_TASK GOAL_
Use the entries below and reproduce exactly the lines from the one containing "point: the leaf" down to the one containing "point: the small", both of them included.

_EXTRACTED ENTRIES_
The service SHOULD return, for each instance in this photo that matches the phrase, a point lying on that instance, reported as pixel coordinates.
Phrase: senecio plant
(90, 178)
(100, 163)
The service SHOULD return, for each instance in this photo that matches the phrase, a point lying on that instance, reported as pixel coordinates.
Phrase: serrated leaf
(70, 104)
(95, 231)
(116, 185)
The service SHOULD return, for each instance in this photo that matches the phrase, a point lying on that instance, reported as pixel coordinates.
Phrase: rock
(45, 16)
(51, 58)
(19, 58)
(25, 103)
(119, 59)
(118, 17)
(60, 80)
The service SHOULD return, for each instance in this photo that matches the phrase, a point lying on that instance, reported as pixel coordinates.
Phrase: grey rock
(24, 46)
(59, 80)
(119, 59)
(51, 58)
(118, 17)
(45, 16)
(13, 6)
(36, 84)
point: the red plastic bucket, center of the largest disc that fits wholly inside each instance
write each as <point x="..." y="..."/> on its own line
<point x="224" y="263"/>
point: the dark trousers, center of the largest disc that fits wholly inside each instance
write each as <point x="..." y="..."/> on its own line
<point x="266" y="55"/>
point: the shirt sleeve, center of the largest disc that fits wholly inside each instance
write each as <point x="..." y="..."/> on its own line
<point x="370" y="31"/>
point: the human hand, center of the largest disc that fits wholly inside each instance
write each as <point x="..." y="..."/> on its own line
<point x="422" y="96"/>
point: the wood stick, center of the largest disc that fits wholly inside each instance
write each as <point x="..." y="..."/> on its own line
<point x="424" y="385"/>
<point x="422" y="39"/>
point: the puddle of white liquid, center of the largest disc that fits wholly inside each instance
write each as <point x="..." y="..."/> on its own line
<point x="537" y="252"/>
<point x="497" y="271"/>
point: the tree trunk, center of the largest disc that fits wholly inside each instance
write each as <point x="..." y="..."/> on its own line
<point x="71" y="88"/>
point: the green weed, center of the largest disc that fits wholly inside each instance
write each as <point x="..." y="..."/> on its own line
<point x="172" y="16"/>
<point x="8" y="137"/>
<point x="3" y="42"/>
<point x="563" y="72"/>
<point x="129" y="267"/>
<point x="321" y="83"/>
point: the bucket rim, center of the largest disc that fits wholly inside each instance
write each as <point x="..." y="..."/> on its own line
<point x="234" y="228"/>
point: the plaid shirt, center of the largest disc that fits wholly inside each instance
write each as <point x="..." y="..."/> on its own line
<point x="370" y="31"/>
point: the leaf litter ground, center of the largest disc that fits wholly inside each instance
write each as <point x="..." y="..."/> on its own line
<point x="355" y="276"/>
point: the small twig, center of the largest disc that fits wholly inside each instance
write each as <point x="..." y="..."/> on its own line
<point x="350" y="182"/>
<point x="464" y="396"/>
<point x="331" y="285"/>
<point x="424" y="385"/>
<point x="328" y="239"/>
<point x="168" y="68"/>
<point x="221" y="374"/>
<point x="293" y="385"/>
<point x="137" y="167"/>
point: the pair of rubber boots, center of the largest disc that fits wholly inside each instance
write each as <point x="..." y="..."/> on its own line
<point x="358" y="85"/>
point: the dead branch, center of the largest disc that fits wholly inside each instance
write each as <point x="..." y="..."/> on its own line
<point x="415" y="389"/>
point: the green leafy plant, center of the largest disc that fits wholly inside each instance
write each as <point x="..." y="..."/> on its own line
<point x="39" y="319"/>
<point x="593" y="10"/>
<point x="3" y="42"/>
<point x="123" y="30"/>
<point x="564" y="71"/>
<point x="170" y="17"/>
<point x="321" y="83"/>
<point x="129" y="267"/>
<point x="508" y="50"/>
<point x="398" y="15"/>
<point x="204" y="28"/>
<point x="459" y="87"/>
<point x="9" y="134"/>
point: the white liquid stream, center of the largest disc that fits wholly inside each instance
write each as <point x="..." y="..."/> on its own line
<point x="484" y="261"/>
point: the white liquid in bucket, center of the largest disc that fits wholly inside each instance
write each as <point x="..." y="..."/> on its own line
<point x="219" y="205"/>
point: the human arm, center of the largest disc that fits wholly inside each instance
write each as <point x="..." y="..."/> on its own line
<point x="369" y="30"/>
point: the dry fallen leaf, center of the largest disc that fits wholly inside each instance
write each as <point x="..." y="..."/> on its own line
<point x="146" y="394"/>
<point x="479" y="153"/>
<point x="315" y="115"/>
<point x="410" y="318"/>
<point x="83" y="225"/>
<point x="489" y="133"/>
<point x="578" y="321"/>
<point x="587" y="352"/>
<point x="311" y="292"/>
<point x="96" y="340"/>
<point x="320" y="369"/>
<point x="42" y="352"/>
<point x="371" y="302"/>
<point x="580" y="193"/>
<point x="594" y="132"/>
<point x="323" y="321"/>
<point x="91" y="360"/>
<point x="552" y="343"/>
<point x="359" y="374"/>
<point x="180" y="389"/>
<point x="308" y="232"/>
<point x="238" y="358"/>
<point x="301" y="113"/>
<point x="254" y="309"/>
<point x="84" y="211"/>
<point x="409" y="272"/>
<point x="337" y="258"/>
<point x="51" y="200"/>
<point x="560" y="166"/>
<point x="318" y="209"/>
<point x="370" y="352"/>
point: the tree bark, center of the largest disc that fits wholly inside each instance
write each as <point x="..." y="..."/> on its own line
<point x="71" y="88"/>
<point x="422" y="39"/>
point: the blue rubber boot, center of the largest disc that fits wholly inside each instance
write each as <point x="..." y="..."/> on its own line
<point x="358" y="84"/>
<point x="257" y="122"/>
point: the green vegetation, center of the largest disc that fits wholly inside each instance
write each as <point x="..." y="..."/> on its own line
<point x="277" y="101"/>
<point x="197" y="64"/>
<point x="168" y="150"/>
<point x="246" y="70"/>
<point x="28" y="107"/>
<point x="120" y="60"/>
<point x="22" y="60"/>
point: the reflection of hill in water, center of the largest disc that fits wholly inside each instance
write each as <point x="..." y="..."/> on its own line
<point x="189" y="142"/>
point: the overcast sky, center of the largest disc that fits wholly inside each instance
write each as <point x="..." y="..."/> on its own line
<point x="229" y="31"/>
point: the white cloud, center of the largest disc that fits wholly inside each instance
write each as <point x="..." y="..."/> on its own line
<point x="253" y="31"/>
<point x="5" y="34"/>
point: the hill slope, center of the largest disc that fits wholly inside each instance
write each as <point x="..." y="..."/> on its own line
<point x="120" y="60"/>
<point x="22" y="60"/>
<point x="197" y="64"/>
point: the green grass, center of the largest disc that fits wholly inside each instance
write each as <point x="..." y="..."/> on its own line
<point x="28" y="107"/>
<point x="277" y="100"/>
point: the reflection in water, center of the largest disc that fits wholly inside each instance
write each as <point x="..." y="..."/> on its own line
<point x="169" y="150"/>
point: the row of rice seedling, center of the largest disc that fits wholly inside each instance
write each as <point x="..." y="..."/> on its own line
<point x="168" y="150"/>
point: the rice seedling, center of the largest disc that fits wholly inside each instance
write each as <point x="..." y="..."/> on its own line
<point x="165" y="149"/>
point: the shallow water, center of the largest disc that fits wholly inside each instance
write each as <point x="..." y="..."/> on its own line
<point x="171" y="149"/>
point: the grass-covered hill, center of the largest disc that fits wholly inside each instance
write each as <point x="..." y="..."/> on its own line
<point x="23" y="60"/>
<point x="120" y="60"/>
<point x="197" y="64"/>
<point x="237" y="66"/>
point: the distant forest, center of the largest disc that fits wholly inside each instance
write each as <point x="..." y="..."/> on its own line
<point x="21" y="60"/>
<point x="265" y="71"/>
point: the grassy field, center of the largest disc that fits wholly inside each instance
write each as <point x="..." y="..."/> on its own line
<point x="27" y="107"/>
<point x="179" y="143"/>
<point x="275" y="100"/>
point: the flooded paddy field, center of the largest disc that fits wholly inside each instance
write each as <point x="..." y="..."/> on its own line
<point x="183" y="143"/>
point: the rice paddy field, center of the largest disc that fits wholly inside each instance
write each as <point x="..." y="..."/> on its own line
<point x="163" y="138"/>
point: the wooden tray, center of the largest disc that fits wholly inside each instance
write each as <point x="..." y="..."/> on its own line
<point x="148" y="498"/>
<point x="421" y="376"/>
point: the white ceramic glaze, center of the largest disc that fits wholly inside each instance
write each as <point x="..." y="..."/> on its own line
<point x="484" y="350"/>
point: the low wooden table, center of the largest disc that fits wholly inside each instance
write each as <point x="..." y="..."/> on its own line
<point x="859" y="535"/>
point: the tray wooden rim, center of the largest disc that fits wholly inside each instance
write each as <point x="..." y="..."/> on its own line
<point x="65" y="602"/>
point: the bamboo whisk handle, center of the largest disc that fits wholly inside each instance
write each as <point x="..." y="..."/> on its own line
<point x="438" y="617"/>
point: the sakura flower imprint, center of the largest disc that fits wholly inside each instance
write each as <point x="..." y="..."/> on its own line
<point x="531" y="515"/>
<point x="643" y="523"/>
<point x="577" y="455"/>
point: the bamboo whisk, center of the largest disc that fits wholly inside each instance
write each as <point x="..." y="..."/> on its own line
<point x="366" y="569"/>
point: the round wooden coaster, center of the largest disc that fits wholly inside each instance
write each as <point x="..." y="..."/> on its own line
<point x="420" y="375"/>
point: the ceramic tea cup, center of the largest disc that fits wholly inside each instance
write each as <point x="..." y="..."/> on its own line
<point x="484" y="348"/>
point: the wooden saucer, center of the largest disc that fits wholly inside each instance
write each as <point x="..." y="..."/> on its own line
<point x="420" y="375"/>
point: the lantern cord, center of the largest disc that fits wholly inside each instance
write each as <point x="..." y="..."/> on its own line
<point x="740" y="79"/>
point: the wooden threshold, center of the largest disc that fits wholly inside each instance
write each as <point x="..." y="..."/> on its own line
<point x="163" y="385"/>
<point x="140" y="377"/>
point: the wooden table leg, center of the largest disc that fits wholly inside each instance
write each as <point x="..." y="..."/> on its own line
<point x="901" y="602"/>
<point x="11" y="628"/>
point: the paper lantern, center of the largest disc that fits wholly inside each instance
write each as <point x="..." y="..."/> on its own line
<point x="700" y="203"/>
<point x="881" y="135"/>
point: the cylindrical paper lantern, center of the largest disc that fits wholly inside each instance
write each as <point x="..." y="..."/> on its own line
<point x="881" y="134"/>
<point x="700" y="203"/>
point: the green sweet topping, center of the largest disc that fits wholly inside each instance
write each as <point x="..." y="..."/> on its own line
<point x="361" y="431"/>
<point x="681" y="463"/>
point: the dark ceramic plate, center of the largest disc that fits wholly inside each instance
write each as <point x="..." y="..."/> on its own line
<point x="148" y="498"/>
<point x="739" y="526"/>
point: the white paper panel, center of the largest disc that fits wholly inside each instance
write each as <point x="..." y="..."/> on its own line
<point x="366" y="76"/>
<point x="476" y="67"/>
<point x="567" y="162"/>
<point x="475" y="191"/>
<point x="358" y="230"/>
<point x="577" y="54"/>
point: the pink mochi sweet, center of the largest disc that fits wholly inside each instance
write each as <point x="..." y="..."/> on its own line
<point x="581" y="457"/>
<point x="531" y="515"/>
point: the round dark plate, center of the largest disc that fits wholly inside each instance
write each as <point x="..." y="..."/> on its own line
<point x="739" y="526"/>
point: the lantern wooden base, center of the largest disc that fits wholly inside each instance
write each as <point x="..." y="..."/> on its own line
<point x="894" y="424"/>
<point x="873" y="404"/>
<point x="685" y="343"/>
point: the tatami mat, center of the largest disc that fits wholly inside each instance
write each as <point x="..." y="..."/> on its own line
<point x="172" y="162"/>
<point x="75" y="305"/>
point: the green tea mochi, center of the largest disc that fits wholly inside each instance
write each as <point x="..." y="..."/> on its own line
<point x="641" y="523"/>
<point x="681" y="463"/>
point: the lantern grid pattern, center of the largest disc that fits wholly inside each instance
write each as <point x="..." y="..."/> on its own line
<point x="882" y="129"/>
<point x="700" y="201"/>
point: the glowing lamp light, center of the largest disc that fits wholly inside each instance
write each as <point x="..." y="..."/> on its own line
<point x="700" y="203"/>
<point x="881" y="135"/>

_TASK RESULT_
point: the leaf litter ground, center of the largest disc that fits wholly inside each instance
write each as <point x="..." y="..."/> on its own line
<point x="355" y="276"/>
point: the small twig, center of the largest disc that fits wholly inside each instance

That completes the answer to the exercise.